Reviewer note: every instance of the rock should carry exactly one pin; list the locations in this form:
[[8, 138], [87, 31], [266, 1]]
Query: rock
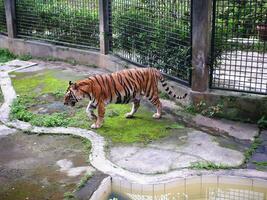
[[259, 157], [239, 130]]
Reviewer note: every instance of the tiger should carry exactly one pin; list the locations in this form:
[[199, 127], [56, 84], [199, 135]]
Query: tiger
[[120, 87]]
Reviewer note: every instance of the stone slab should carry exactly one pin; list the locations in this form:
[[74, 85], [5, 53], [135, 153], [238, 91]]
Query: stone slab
[[4, 131], [164, 156], [238, 130]]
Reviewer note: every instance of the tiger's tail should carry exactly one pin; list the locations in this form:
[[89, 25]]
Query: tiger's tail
[[168, 88]]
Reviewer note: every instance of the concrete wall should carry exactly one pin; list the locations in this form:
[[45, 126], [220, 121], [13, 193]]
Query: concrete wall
[[236, 105], [103, 190]]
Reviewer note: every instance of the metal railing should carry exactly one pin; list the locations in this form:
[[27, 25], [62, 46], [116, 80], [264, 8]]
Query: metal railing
[[154, 33], [65, 22], [158, 34], [239, 46], [3, 28]]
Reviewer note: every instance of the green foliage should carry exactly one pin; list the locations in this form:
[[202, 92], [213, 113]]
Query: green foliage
[[6, 55], [204, 109], [262, 122], [208, 165], [142, 128], [3, 27], [239, 19], [40, 83], [61, 20], [152, 37], [1, 96], [263, 163], [69, 196], [251, 150], [19, 111], [25, 57]]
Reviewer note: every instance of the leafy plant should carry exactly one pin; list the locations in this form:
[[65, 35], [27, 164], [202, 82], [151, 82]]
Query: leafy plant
[[6, 55], [251, 150], [262, 122]]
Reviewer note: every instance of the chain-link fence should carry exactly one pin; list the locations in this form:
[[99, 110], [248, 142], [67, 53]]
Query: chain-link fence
[[154, 33], [69, 22], [3, 28], [239, 46]]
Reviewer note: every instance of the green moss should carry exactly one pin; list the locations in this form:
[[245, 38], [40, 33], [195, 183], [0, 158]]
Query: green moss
[[208, 166], [252, 149], [142, 128], [83, 181], [36, 84], [1, 96], [6, 55]]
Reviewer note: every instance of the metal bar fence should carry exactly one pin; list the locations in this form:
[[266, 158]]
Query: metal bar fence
[[154, 33], [239, 49], [67, 22], [3, 27]]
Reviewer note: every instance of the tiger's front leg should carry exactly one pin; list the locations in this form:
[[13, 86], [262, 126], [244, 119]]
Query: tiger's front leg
[[90, 111], [100, 117]]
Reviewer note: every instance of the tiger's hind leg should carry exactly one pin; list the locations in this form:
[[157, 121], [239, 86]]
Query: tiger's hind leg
[[156, 102], [135, 106], [90, 111], [100, 116]]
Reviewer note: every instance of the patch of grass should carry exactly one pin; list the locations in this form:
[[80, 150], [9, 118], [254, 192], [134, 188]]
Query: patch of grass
[[19, 111], [261, 166], [6, 55], [251, 150], [208, 165], [37, 84], [1, 96], [191, 109], [69, 196], [175, 126], [83, 181], [24, 57], [141, 129], [262, 122], [263, 163]]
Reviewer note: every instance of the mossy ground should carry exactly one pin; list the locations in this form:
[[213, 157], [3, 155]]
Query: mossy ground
[[32, 86], [1, 97]]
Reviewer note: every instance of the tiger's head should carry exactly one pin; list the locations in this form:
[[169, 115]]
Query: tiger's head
[[72, 95]]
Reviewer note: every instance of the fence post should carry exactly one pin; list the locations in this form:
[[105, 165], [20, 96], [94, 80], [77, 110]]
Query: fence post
[[10, 18], [104, 26], [201, 32]]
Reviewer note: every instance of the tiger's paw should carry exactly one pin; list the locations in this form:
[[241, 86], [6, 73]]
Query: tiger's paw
[[95, 126], [129, 115], [157, 116]]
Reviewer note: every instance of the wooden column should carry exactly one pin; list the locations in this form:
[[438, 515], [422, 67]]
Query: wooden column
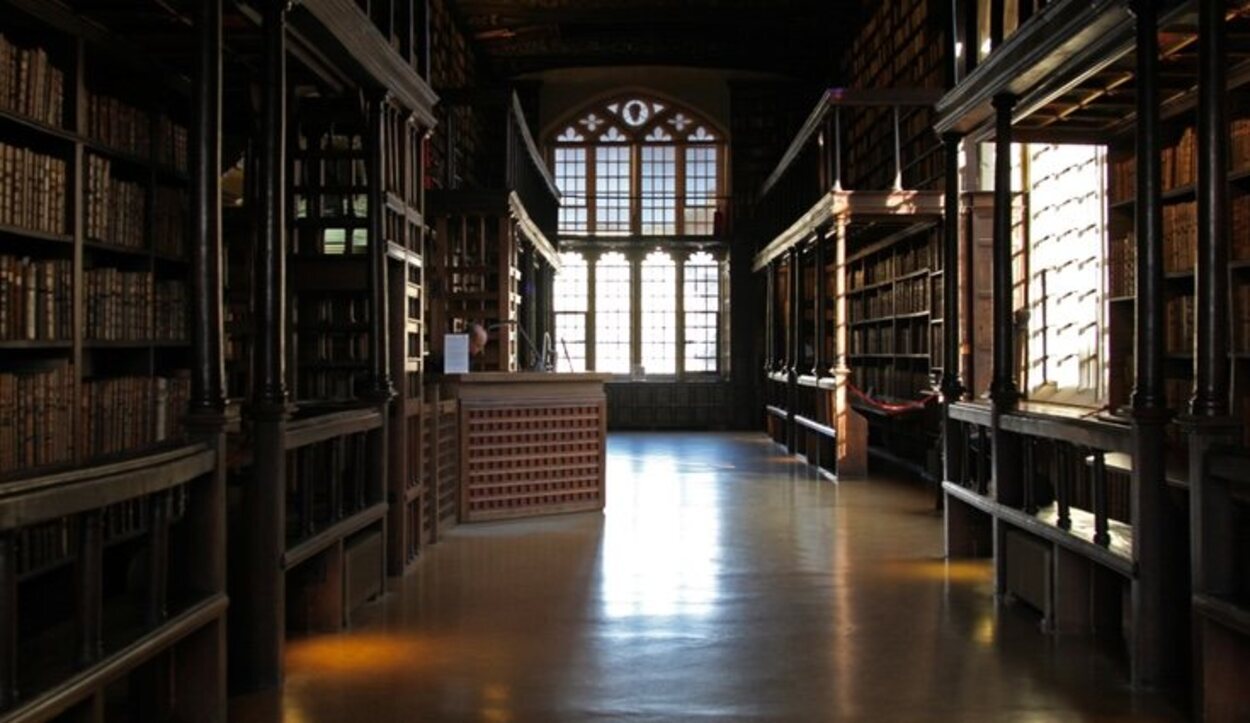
[[1209, 422], [203, 657], [259, 623], [1005, 473], [1211, 274], [1149, 649], [529, 303], [769, 317], [850, 427], [1003, 387], [821, 359], [795, 324], [951, 387], [8, 618], [208, 389], [380, 380]]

★ ★ ★ ★

→ WHAT IS NEEDED:
Shift the entries above, from the start of the entries through the line containing "[[154, 33], [69, 22], [3, 28], [239, 46]]", and reproduce every line in that span, adding -79 to each pin coordinate in the answers only. Leave the pictures out.

→ FINAL RESULT:
Reviewer note: every instance of the rock should carry exactly one pin; list the locations in this form:
[[8, 138], [87, 31], [266, 1]]
Query: rock
[[180, 78], [160, 51]]
Reviewer note: every instance of the tiger should carry exactly one pin; list the locations in this form:
[[199, 127], [56, 84], [199, 135]]
Query: tiger
[[41, 8]]
Reviewer note: every instance of the stone slab should carry exactly one pin; list the locations in this form:
[[74, 85], [5, 53], [135, 153], [238, 91]]
Query: stone slab
[[-75, 52], [85, 77], [159, 51]]
Reviewer note: every instance of the tiger's tail should carry exactly one pin; list the locations in this form:
[[89, 25]]
Query: tiger's tail
[[89, 9]]
Reviewer note: every instance of the concrete wall should carry exactly one pin; list the locations in this form:
[[45, 126], [220, 121], [13, 193]]
Query: concrete wall
[[157, 26], [24, 111]]
Reviewer note: every instance of the metal railing should carry exactly one pin; list the locations in this form:
[[27, 25], [62, 46], [116, 80], [264, 8]]
Query: metal railing
[[75, -46], [-14, -57], [79, -45], [160, -33], [-76, -51]]
Reviewer note: every instance of the green foliage should carry exactly one pin; list the locations in this form:
[[202, 92], [213, 113]]
Query: green foliage
[[-73, -24], [125, 30], [183, 43], [129, 86], [63, 49], [-76, -52], [160, -60], [-39, 4], [-18, -59], [73, -42], [-78, 17], [184, 84], [-10, 117], [172, 71], [-60, 32], [-54, -22]]
Reviewer note: every instance of the leafy plant should carry exactly one pin; list the locations in this form:
[[65, 35], [27, 164], [202, 82], [151, 82]]
Query: leafy plant
[[-73, -24], [172, 71], [183, 43]]
Reviewer note: every instance of the chain-link fence should carry exactly one pin; list the locations in this form:
[[99, 110], [248, 142], [67, 53]]
Query: chain-link fence
[[75, -46], [-10, -57], [-76, -51], [160, -33]]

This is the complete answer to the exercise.